[Records for the exercise Boundary: Start]

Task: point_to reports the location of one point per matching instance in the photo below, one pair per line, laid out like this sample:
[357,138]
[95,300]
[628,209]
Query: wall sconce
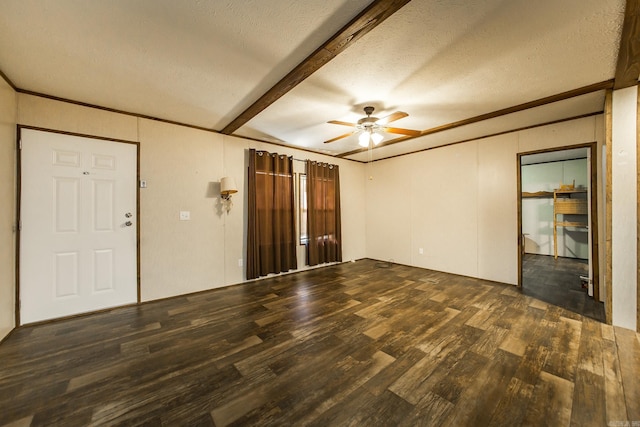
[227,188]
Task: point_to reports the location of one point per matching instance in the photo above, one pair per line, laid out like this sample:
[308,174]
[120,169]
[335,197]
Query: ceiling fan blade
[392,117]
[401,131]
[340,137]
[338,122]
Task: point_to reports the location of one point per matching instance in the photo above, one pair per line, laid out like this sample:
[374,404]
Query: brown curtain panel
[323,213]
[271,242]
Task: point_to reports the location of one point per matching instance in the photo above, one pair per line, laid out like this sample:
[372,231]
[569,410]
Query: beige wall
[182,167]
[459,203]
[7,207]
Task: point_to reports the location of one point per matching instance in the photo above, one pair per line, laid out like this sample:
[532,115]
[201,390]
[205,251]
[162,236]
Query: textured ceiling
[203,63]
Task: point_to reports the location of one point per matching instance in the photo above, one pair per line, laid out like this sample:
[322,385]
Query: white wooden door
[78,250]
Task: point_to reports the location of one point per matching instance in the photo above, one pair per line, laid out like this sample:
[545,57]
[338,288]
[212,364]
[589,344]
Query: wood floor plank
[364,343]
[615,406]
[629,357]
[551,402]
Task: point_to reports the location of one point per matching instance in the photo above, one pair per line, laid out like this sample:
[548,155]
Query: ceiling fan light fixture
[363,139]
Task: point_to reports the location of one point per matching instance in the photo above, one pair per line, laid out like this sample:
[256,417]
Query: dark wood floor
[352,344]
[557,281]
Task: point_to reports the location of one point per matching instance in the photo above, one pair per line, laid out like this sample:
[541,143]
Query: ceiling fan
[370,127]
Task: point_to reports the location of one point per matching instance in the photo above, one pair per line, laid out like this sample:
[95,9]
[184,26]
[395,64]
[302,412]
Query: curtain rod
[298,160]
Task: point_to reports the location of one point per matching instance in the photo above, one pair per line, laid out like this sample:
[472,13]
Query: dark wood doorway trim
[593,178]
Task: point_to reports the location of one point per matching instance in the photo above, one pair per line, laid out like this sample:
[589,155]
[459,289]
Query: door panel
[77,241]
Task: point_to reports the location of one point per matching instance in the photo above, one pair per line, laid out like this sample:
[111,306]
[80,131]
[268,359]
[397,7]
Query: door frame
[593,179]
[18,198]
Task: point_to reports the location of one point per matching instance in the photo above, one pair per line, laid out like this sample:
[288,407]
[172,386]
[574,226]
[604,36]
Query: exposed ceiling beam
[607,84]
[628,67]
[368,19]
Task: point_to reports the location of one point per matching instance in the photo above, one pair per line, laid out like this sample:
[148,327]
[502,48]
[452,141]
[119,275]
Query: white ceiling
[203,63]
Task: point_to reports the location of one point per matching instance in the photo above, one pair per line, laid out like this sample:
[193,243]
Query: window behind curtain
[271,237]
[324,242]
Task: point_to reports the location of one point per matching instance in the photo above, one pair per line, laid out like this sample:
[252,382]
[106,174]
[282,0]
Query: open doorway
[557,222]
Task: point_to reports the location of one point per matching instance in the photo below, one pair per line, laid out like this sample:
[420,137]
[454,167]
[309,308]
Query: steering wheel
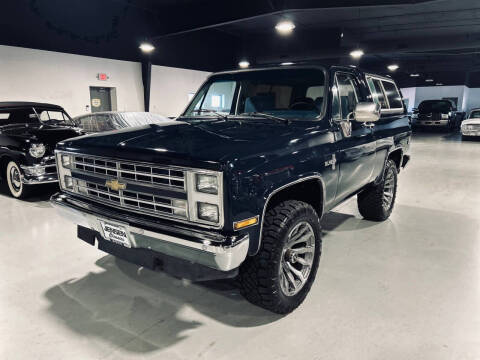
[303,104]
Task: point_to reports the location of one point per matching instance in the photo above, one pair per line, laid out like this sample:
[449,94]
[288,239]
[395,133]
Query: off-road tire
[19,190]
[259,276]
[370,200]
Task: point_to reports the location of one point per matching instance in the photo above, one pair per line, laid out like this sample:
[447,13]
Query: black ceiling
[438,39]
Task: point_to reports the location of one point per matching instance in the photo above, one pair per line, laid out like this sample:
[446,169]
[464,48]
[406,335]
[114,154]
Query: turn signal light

[Records for the exercise Boundary: End]

Repeat the lines above exactly, and keep every picture out.

Task: point_to reports the location of one point per matching instance in the photo below, one pair per line, laid out like this sample:
[357,138]
[95,300]
[628,209]
Query: wall sconce
[227,188]
Task: point_to reports the location of one point per matching instance in the photo above, one pair per line, laid out like this sample:
[308,174]
[120,169]
[335,197]
Query: ceiling fan blade
[392,117]
[401,131]
[340,137]
[338,122]
Task: point_to reports the location of one point per matching instance in the photo above, one pair per line, laid out like this sample:
[374,404]
Query: brown curtain panel
[323,213]
[271,242]
Task: point_to reports the location of one point per matching instance in the photo above, one pair per line, laid out like this sample:
[372,231]
[569,410]
Query: beige wall
[182,167]
[459,203]
[7,207]
Task: point_to reports the location of one point per matching instance in the photo above, one pair per line, laid out like this sample:
[532,115]
[201,390]
[205,251]
[162,236]
Query: textured ceiling
[203,63]
Task: point_to reports the location of one point per matching instance in the photo above, one pair per line, laid out like this sample:
[322,385]
Query: white wooden door
[78,250]
Task: point_to reports the location of one point per matching instance in the photo above, one pair per line, laid out like this sample:
[545,57]
[338,288]
[212,364]
[589,344]
Query: wood floor plank
[364,343]
[615,406]
[629,357]
[551,402]
Task: point_to reports the location of one point per matching instance in the photo above, one pair per line, laid out like this sample:
[548,155]
Query: ceiling fan light fixture
[363,139]
Task: point_to reports the location of one point per matching instance in the photo above, one pair per line, laid out like this sample:
[256,417]
Query: dark wood floor
[352,344]
[557,281]
Task: point_to reports the location of one point per matching instance in the photo above, one pair per line, laid out like this sample:
[541,143]
Query: ceiling fan
[370,127]
Task: point_to reports the location of one point per matching instance in the photo above, one pair per line, laid out like this sample:
[95,9]
[184,26]
[395,64]
[302,412]
Query: curtain rod
[298,160]
Task: point_to reports the location of one point per matching instance in the photo above, one pair per line, laid out like this sample:
[472,13]
Query: dark wood doorway trim
[593,178]
Task: point_to reports the location of one point per matching instance in the photo above, one pair per line, laid out like this sample:
[589,155]
[459,289]
Query: door panel
[77,241]
Task: point_to reports the location of one point per matching instance in the photo above, one pair per line, laid out like this sample:
[111,306]
[80,131]
[268,359]
[397,7]
Query: door frame
[593,179]
[18,198]
Task: point_to reports the location of one point per matching instance in the photo above, one pair per line, laid out like this sample:
[288,407]
[172,386]
[574,226]
[604,36]
Query: exposed ceiling beam
[607,84]
[628,67]
[368,19]
Task: point_to reports the location of one point per matching instance in the photo above, one pair per line, laid out like this sample:
[148,327]
[502,48]
[452,141]
[119,275]
Query: white ceiling
[203,63]
Task: point_to reports the location of one point per matching instance in the photo above, one pair per line, laid out like this sample:
[193,243]
Query: window behind curtain
[271,237]
[324,242]
Task: point_to reports the location of one point per matching instance in the photo above, one pair per line, laid out like this sample:
[252,382]
[106,174]
[282,0]
Query: open doorway
[557,222]
Task: point_to reports the location of one point per matching instance in the photo below, one pair per line, laid out like this sample:
[420,137]
[454,167]
[309,308]
Query: steering wheel
[303,104]
Task: point_to reports the location of one point per matching instance in the photo above, one pair per line, laid out like this sample:
[449,94]
[288,239]
[395,133]
Query: off-road tire
[19,190]
[259,276]
[370,200]
Task: point_to reports the location of one point per matching instance in the photo above, one pair per line, laid out like this sample:
[447,13]
Query: black ceiling
[438,39]
Task: point_to reports the location of one point per matching instance in the photo above, one pair per line, laid out like this sample:
[446,169]
[464,48]
[406,335]
[114,154]
Query: turn signal light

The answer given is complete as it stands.